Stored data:
━━━━━━━━━━━━━━━━

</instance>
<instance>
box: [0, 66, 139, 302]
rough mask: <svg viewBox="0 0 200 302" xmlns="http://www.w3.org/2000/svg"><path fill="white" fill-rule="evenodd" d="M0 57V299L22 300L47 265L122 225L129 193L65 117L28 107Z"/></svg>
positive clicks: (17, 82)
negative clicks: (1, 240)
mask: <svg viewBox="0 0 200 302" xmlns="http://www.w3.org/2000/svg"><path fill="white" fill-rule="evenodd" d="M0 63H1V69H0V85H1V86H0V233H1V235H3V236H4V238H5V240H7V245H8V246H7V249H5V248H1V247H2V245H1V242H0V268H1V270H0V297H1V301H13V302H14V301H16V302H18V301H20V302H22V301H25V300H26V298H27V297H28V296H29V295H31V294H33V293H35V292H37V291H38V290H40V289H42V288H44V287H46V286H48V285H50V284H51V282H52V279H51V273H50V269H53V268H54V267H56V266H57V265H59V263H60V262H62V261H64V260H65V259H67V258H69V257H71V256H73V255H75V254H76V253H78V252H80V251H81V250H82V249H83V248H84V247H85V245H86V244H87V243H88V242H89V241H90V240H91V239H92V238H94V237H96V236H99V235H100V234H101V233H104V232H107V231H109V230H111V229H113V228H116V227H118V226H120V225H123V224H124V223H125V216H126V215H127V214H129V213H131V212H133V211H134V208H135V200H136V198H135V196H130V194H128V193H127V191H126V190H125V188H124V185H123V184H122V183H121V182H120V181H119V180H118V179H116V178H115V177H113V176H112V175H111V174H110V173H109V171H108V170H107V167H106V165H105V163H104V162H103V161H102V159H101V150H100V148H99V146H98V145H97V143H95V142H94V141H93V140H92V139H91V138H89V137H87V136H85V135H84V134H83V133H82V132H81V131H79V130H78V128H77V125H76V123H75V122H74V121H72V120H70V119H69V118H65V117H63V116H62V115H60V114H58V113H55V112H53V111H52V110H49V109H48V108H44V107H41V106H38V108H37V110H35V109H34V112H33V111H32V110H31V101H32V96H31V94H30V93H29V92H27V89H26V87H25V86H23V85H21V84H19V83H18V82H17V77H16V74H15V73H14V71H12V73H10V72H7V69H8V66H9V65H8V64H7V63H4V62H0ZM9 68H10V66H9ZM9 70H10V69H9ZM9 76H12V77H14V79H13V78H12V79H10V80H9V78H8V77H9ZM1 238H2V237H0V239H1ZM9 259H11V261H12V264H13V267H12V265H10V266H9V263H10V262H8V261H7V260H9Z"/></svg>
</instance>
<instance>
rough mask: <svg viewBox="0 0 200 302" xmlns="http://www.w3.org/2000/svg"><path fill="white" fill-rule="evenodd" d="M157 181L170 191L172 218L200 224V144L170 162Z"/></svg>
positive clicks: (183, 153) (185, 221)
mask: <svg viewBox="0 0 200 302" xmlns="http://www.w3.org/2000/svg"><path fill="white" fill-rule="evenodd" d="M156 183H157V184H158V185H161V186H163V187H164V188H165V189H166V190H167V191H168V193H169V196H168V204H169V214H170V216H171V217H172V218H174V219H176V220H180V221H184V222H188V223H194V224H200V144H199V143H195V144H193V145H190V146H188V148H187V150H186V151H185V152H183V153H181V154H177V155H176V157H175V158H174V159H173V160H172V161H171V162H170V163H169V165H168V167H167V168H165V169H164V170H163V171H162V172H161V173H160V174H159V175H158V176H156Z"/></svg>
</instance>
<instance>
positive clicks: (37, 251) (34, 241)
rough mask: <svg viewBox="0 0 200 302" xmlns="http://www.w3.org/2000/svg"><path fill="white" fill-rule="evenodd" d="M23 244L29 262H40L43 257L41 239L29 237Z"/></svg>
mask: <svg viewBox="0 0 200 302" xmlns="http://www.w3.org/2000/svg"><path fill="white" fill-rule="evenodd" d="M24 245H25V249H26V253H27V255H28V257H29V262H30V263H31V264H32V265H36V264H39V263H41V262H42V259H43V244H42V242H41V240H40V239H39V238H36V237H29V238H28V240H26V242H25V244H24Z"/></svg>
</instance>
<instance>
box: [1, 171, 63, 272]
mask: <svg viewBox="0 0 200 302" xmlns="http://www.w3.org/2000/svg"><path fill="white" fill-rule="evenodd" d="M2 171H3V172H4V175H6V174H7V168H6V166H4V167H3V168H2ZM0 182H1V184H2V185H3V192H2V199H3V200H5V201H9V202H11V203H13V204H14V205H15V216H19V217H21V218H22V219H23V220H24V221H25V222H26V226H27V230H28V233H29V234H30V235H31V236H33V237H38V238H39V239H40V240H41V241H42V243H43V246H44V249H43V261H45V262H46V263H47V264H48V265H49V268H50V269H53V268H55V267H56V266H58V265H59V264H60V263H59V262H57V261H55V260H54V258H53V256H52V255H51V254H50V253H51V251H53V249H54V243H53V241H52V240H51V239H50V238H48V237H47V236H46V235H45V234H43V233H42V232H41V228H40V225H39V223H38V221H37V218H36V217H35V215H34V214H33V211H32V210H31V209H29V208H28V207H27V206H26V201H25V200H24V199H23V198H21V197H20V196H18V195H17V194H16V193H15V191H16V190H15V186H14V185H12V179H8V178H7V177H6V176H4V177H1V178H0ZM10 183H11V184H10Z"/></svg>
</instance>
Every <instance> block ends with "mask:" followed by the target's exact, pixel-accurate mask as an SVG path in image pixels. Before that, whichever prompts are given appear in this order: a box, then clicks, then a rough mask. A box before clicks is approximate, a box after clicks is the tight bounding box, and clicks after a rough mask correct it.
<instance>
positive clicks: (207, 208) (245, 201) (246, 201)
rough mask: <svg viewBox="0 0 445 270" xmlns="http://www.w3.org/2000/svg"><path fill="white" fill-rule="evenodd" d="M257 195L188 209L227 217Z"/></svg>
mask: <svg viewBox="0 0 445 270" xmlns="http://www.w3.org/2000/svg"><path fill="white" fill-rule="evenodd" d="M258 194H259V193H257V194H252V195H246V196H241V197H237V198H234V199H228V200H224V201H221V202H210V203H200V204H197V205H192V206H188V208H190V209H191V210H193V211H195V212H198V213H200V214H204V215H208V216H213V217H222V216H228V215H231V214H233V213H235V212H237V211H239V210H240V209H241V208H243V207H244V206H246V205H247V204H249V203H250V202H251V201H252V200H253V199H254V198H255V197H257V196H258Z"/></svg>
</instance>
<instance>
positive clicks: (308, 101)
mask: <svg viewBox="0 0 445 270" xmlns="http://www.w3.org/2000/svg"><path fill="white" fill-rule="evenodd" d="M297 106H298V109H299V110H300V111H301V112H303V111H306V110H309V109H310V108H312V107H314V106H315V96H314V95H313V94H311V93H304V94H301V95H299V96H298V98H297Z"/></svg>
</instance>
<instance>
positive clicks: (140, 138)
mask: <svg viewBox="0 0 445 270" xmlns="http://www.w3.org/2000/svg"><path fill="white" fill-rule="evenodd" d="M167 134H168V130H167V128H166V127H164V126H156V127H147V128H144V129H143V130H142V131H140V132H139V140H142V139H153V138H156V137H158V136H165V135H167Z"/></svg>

━━━━━━━━━━━━━━━━

Work task → Each line must be set down again exactly as above, with no line omitted.

Answer to the exercise →
</instance>
<instance>
box: [0, 66, 139, 302]
rough mask: <svg viewBox="0 0 200 302" xmlns="http://www.w3.org/2000/svg"><path fill="white" fill-rule="evenodd" d="M0 57V299L22 300L47 265L122 225L129 193L65 117L28 107Z"/></svg>
positive clicks: (17, 82)
negative clicks: (1, 240)
mask: <svg viewBox="0 0 200 302" xmlns="http://www.w3.org/2000/svg"><path fill="white" fill-rule="evenodd" d="M0 63H1V69H0V85H1V86H0V233H1V235H3V236H4V238H5V240H7V245H8V246H7V249H5V248H1V247H2V245H1V242H0V268H1V270H0V297H1V301H13V302H14V301H16V302H18V301H20V302H22V301H25V300H26V298H27V297H28V296H29V295H31V294H33V293H35V292H37V291H38V290H40V289H42V288H44V287H46V286H48V285H50V284H51V282H52V279H51V273H50V269H53V268H54V267H56V266H57V265H59V263H60V262H62V261H64V260H65V259H67V258H69V257H71V256H73V255H75V254H76V253H78V252H80V251H81V250H82V249H83V248H84V247H85V245H86V244H87V243H88V242H89V241H90V240H91V239H92V238H94V237H96V236H99V235H100V234H101V233H104V232H107V231H109V230H111V229H113V228H116V227H118V226H120V225H123V224H124V223H125V216H126V215H127V214H129V213H131V212H133V211H134V208H135V200H136V198H135V196H130V194H128V193H127V191H126V190H125V188H124V185H123V184H122V183H121V182H120V181H119V180H118V179H116V178H115V177H113V176H112V175H111V174H110V173H109V171H108V170H107V167H106V165H105V163H104V162H103V161H102V159H101V150H100V148H99V146H98V145H97V143H95V142H94V141H93V140H92V139H91V138H89V137H87V136H85V135H84V134H83V133H82V132H81V131H79V130H78V128H77V125H76V123H75V122H74V121H72V120H70V119H69V118H65V117H63V116H62V115H60V114H58V113H55V112H53V111H52V110H49V109H48V108H44V107H41V106H38V108H37V110H35V109H34V112H33V111H32V110H31V101H32V96H31V94H30V93H29V92H27V89H26V87H25V86H23V85H21V84H19V83H18V82H17V77H16V74H15V73H14V71H12V73H10V72H7V69H8V66H9V65H8V64H7V63H4V62H0ZM9 68H10V66H9ZM9 70H10V69H9ZM9 76H12V77H14V79H13V78H12V79H10V80H9V78H8V77H9ZM1 238H2V237H0V239H1ZM9 259H11V261H12V264H13V267H12V265H10V266H9V263H10V262H8V261H7V260H9Z"/></svg>
</instance>
<instance>
rough mask: <svg viewBox="0 0 200 302" xmlns="http://www.w3.org/2000/svg"><path fill="white" fill-rule="evenodd" d="M157 181L170 191L172 218L200 224V144L170 162Z"/></svg>
positive clicks: (183, 153) (185, 221)
mask: <svg viewBox="0 0 200 302" xmlns="http://www.w3.org/2000/svg"><path fill="white" fill-rule="evenodd" d="M156 183H157V184H158V185H161V186H163V187H164V188H165V189H166V190H167V191H168V193H169V196H168V204H169V214H170V216H171V217H172V218H174V219H176V220H180V221H184V222H188V223H194V224H200V144H199V143H195V144H193V145H190V146H188V148H187V150H186V151H185V152H183V153H181V154H177V155H176V157H175V158H174V159H173V160H172V161H171V162H170V163H169V165H168V167H167V168H165V169H164V170H163V171H162V172H161V173H160V174H159V175H158V176H156Z"/></svg>
</instance>
<instance>
positive clicks: (37, 251) (34, 241)
rough mask: <svg viewBox="0 0 200 302" xmlns="http://www.w3.org/2000/svg"><path fill="white" fill-rule="evenodd" d="M23 244L29 262H40L43 257L41 239L29 237Z"/></svg>
mask: <svg viewBox="0 0 200 302" xmlns="http://www.w3.org/2000/svg"><path fill="white" fill-rule="evenodd" d="M24 245H25V249H26V253H27V255H28V257H29V262H30V263H31V264H32V265H36V264H39V263H41V262H42V259H43V244H42V242H41V240H40V239H39V238H36V237H29V238H28V240H26V242H25V244H24Z"/></svg>
</instance>
<instance>
box: [1, 171, 63, 272]
mask: <svg viewBox="0 0 200 302" xmlns="http://www.w3.org/2000/svg"><path fill="white" fill-rule="evenodd" d="M2 171H3V172H4V175H6V174H7V168H6V166H4V167H3V168H2ZM0 182H1V184H2V185H3V192H2V199H3V200H5V201H9V202H11V203H13V204H14V205H15V216H19V217H21V218H22V219H23V220H24V221H25V222H26V226H27V230H28V233H29V234H30V235H31V236H33V237H38V238H39V239H40V240H41V241H42V243H43V246H44V249H43V261H45V262H46V263H47V264H48V265H49V268H50V269H53V268H55V267H56V266H58V265H59V264H60V263H59V262H57V261H55V260H54V258H53V256H52V255H51V254H50V253H51V251H53V249H54V243H53V241H52V240H51V239H50V238H48V237H47V236H46V235H45V234H43V233H42V232H41V228H40V225H39V223H38V221H37V218H36V217H35V215H34V214H33V211H32V210H31V209H29V208H28V207H27V206H26V201H25V200H24V199H23V198H21V197H20V196H18V195H17V194H16V193H15V191H16V190H15V186H14V185H12V179H8V178H7V177H6V176H4V177H1V178H0ZM10 183H11V184H10Z"/></svg>
</instance>
Every <instance> block ends with "mask:" followed by the target's exact, pixel-accurate mask as an SVG path in image pixels. Before that, whichever prompts are given appear in this order: a box, then clicks, then a rough mask. A box before clicks is approximate, a box after clicks is the tight bounding box, and clicks after a rough mask correct it.
<instance>
positive clicks: (207, 208) (245, 201) (246, 201)
rough mask: <svg viewBox="0 0 445 270" xmlns="http://www.w3.org/2000/svg"><path fill="white" fill-rule="evenodd" d="M257 195L188 209L227 217Z"/></svg>
mask: <svg viewBox="0 0 445 270" xmlns="http://www.w3.org/2000/svg"><path fill="white" fill-rule="evenodd" d="M258 194H259V193H257V194H252V195H246V196H241V197H237V198H234V199H228V200H224V201H221V202H210V203H200V204H197V205H192V206H188V208H190V209H191V210H193V211H195V212H198V213H200V214H204V215H208V216H213V217H222V216H228V215H231V214H233V213H235V212H237V211H239V210H240V209H241V208H243V207H244V206H246V205H247V204H249V203H250V202H251V201H252V200H253V199H254V198H255V197H257V196H258Z"/></svg>
</instance>
<instance>
positive clicks: (308, 101)
mask: <svg viewBox="0 0 445 270" xmlns="http://www.w3.org/2000/svg"><path fill="white" fill-rule="evenodd" d="M297 106H298V109H299V110H300V111H301V112H303V111H306V110H309V109H310V108H312V107H314V106H315V96H314V95H313V94H311V93H304V94H301V95H299V96H298V98H297Z"/></svg>
</instance>
<instance>
positive clicks: (140, 138)
mask: <svg viewBox="0 0 445 270" xmlns="http://www.w3.org/2000/svg"><path fill="white" fill-rule="evenodd" d="M167 134H168V130H167V128H166V127H164V126H156V127H147V128H144V129H143V130H142V131H140V132H139V140H142V139H153V138H156V137H158V136H165V135H167Z"/></svg>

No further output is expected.